The other day I was advised that I needed a routine chest x-ray (not COVID-19 related). The nearest available hospital was in the centre of Leeds. Driving myself into the business of the city from the outskirts was a bit of a novelty.
Until the March lockdown, I had enjoyed an active priestly life which involved ministry to an enclosed community of religious sisters, prison chaplaincy and some committee work but not parish involvement. I live, therefore, in an independent flat. I am 74 years old and preparing for retirement in August. I am the owner of 2 arterial stents, 3 by-pass arteries and more recently a cardiac pacemaker.
As a vulnerable older person I was instructed to self-isolate in my home. It has made obvious sense for me to keep the rules. Other than daily exercise and the odd minor infraction, I have stayed at home, isolated from the general commerce of daily life. Even my shopping has been done by two very kind friends.
Thus a trip into Leeds was a novelty which at first felt quite daunting. However I soon got into the swing of it. Everything went well and it was the most straightforward outpatient appointment, I think I have ever had. It felt good to become again part of daily life with nurses, doctors and patients all moving about their business as if they were nothing too unusual happening in the world.
As I drove back I tuned in to radio 5L, as I have so often done in times past. And then suddenly, as if the clock had been turned back, I experienced a strange and powerful feeling of being young and energetic again. It quite startled me to realise that three months of isolation and constant news bulletins of sickness and death had imperceptibly given me a sense of having aged.
That revelatory experience has caused me to ponder and wonder what might be the connection between isolation and a sense of ageing.
One of the things I have struggled with during enforced separation from the world, is a sense of purpose. What is the meaning of life if one is all locked up and nowhere to go! What should I do with the day. Like everyone, in the beginning I busied myself with emptying an overflowing in-tray and answering overdue correspondence. But gradually when most of those loose ends were dealt with the question surfaced – “what is it all about Alfie?” this life locked in doors.
Then the words of Jesus to St. Peter after the resurrection began to resonate. “But when you grow old you will stretch out your hands, and somebody else will put a belt around you and take you where you would rather not go. “
Though I am blessed with my faculties, both physical and mental, I seem somehow, during isolation, to have lost some independence. Now I must wait for the Government to tell me what is safe and what is not safe, what I can and what I mustn’t do. The belt feels to have been tied around me.
Seeing, each morning, the younger residents of the complex of flats where I live, setting off to gainful employment, seeing the key workers organising things in the supermarket car park opposite and watching the delivery men and the refuse collectors keeping the wheels of life turning, made me feel as though I do not quite belong to the world. It has created a sense of separation with a resulting sense of unimportance!
It would appear that these three personal experiences of self-isolation have unwittingly left me feeling older. It makes me wonder will I retire well, – a very pertinent question since my retirement may very well proceed my liberation from lockdown.
What I am very conscious of is that my admiration for the many housebound people older or younger, who manage to stay young at heart, has grown. It is to them I must turn for wisdom and guidance so that lockdown doesn’t rob me, prematurely of a youthful outlook.

§ **Input data**
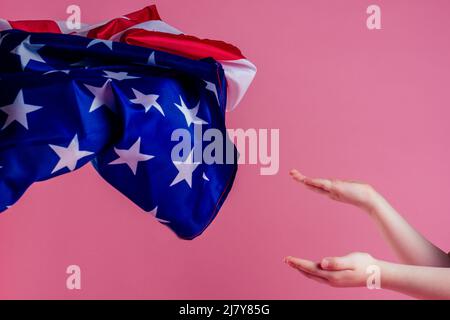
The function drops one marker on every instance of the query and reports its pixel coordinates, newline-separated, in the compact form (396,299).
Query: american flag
(112,94)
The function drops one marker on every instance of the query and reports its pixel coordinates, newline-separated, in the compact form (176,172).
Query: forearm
(416,281)
(410,246)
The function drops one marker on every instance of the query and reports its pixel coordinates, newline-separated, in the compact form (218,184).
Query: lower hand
(348,271)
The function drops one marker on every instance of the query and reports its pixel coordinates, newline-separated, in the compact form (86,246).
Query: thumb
(336,263)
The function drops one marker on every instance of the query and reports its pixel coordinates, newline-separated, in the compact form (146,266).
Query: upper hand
(352,192)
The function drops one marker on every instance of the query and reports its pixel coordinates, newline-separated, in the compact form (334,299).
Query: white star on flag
(190,114)
(69,156)
(212,87)
(132,156)
(27,52)
(107,43)
(147,101)
(185,169)
(18,111)
(118,75)
(102,96)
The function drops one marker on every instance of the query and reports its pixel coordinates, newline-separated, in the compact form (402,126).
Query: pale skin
(424,271)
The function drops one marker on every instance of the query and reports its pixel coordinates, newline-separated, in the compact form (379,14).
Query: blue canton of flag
(67,100)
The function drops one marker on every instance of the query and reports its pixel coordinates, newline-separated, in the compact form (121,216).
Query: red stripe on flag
(107,30)
(184,45)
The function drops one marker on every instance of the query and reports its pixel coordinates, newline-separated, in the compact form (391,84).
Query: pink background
(349,102)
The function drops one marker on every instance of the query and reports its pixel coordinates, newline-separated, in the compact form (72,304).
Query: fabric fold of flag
(67,100)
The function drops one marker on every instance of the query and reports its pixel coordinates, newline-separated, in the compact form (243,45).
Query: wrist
(387,274)
(374,202)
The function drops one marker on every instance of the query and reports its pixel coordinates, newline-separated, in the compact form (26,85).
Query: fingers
(337,263)
(317,279)
(316,183)
(315,272)
(323,184)
(306,266)
(297,176)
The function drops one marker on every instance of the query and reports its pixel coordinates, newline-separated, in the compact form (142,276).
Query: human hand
(348,271)
(351,192)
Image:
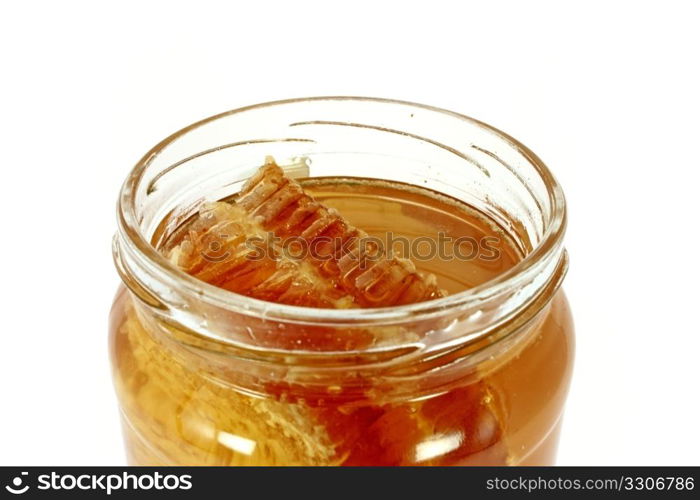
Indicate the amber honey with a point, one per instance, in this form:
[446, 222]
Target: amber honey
[183, 406]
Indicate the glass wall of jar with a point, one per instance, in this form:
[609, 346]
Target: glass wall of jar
[208, 377]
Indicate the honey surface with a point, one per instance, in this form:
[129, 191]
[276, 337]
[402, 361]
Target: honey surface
[178, 413]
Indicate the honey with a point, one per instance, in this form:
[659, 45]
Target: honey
[181, 406]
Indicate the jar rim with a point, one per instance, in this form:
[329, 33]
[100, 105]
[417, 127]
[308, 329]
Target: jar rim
[129, 228]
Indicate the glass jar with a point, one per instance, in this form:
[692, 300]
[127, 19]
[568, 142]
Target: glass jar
[206, 377]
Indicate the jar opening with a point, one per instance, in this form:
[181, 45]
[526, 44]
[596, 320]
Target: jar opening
[532, 206]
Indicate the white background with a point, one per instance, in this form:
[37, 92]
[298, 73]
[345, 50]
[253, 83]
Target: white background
[606, 94]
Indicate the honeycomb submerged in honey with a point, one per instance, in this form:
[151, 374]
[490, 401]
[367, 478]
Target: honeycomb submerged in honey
[183, 408]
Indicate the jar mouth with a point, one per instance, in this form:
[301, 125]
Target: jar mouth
[548, 248]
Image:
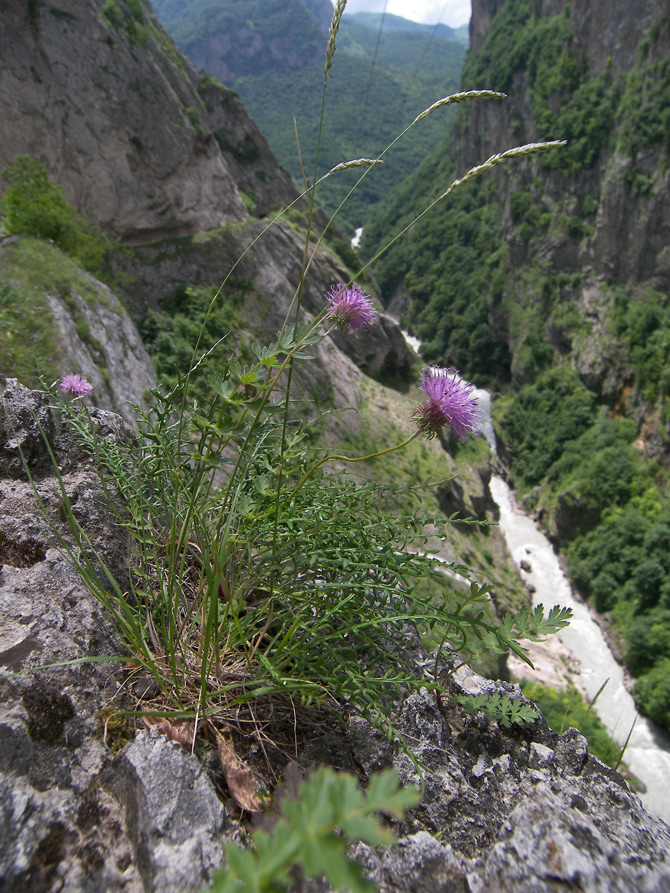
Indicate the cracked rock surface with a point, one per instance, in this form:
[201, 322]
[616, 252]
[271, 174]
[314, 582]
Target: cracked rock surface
[518, 809]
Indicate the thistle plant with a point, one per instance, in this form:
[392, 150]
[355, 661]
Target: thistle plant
[266, 579]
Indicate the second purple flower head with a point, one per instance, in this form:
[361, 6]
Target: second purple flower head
[451, 401]
[350, 308]
[76, 385]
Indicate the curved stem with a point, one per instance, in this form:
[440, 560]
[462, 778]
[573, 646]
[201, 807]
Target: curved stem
[398, 446]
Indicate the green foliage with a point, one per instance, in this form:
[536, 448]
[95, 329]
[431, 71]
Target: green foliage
[567, 103]
[192, 316]
[542, 418]
[499, 708]
[128, 16]
[452, 264]
[24, 336]
[33, 205]
[645, 107]
[309, 836]
[652, 690]
[412, 70]
[567, 709]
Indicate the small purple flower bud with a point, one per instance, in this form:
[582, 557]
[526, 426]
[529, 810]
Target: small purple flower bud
[76, 385]
[350, 308]
[451, 402]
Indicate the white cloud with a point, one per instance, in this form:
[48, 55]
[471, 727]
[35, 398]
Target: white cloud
[449, 12]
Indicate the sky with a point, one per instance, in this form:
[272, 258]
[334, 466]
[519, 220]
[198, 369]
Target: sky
[449, 12]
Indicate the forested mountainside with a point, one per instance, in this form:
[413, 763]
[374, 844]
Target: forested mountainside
[272, 53]
[550, 284]
[169, 162]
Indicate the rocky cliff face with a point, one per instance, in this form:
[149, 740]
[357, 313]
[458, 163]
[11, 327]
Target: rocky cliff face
[99, 94]
[88, 804]
[605, 203]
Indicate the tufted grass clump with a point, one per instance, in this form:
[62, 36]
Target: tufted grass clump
[263, 574]
[268, 580]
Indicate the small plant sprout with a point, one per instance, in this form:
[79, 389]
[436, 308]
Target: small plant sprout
[350, 308]
[76, 385]
[265, 589]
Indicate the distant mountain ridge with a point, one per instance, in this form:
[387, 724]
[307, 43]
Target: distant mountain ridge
[397, 23]
[273, 51]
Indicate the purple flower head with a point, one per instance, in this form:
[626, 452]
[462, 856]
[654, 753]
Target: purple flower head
[350, 308]
[77, 385]
[451, 401]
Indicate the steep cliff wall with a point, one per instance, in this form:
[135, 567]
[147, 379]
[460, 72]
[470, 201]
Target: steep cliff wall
[549, 282]
[143, 147]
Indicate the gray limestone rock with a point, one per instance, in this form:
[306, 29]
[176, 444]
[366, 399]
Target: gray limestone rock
[519, 809]
[174, 818]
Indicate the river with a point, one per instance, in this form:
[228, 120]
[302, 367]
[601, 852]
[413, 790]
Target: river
[648, 750]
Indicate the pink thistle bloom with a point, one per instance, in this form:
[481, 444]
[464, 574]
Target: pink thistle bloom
[77, 385]
[350, 308]
[450, 402]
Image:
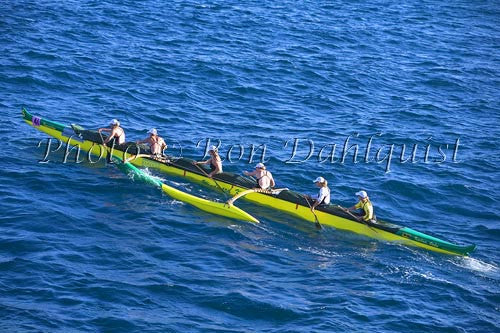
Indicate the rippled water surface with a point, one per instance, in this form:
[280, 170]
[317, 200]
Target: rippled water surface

§ **Directions**
Translate this sentence from the reflection on self-isolation into Spanish: "Even my shopping has been done by two very kind friends."

§ **Task response**
Incluso mis compras las han hecho dos amigos muy amables.